§ **작업 지침**
아래 데이터를 그림만 빼고 처음부터 끝까지 한 줄도 바꾸지 않고 그대로 출력해 줄 수 있나요?

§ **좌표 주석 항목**
■ ■ ■ ■ ■ ■ ■

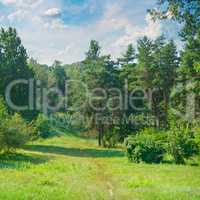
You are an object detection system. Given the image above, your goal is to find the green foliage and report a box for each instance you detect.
[125,129,165,163]
[0,97,8,119]
[34,114,51,138]
[0,114,30,152]
[168,123,198,164]
[103,127,119,148]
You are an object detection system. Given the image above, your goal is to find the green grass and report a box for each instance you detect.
[0,131,200,200]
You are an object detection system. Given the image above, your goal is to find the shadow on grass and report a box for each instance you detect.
[0,154,49,169]
[25,145,124,158]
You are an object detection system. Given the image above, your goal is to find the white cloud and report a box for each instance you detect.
[0,0,43,8]
[8,10,28,21]
[44,8,61,17]
[0,0,164,64]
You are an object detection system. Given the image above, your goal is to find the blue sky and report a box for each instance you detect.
[0,0,180,64]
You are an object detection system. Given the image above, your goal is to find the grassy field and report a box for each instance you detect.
[0,131,200,200]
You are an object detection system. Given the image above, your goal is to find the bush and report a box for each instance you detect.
[103,128,119,148]
[125,130,165,163]
[0,114,30,152]
[168,125,198,164]
[34,114,51,138]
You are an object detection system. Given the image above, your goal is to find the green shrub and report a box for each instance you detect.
[125,130,165,163]
[168,124,199,164]
[0,97,8,122]
[0,114,30,152]
[34,114,51,138]
[103,128,119,148]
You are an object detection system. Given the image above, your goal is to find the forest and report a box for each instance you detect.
[0,0,200,200]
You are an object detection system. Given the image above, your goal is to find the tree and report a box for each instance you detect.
[118,44,136,65]
[0,28,33,119]
[86,40,101,60]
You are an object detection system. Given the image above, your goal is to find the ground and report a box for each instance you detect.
[0,131,200,200]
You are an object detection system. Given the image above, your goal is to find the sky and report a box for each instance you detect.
[0,0,180,64]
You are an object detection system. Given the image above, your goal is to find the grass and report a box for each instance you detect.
[0,132,200,200]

■ ■ ■ ■ ■ ■ ■

§ **과제 답변**
You are an object detection system. Given the image above, your goal is to find the green foliage and report a box for each instance you detect.
[125,129,165,163]
[0,97,8,119]
[34,114,51,138]
[0,114,30,152]
[168,123,198,164]
[103,127,119,148]
You are an object detection system. Given the image above, your goal is to find the green grass and report a box for each instance you detect.
[0,131,200,200]
You are an object detection system. Given the image above, your goal is to find the shadow on grass and report a box for each instance you detect.
[0,154,49,169]
[25,145,124,158]
You are an object detection system. Given the image above, your goal is to find the white cloud and report a box for each instance you detect.
[0,0,43,8]
[8,10,28,21]
[44,8,61,17]
[0,0,164,64]
You are an object detection system. Given the image above, your goal is to find the blue sky and report a box for each instance you detect.
[0,0,180,64]
You are an object detection system. Given the image above, your goal is to find the grassy field and report a box for each instance you detect.
[0,131,200,200]
You are an object detection system. Given the image above, your goal is to find the bush and report a box for each instance you detect.
[103,128,119,148]
[125,130,165,163]
[0,114,30,152]
[168,125,198,164]
[34,114,51,138]
You are an object detection system. Given the image above, your goal is to find the green shrub and report a box for each instance you detect.
[125,130,165,163]
[168,124,199,164]
[0,97,8,122]
[0,114,30,152]
[34,114,51,138]
[103,128,119,148]
You are an object detection system. Given the image above, your goal is to find the forest and report a box for each instance you detect.
[0,0,200,200]
You are an object detection system. Given the image above, your goal is to find the tree and report a box for each instance you detect.
[118,44,136,65]
[0,28,33,119]
[86,40,101,60]
You are an object detection system. Given the image above, your goal is to find the ground and report a box for each instance you detect.
[0,131,200,200]
You are an object detection system. Given the image above, your goal is to find the sky and report a box for each instance you detect.
[0,0,180,64]
You are an object detection system. Given the image above, your goal is to find the grass and report a box for each instance you detect.
[0,132,200,200]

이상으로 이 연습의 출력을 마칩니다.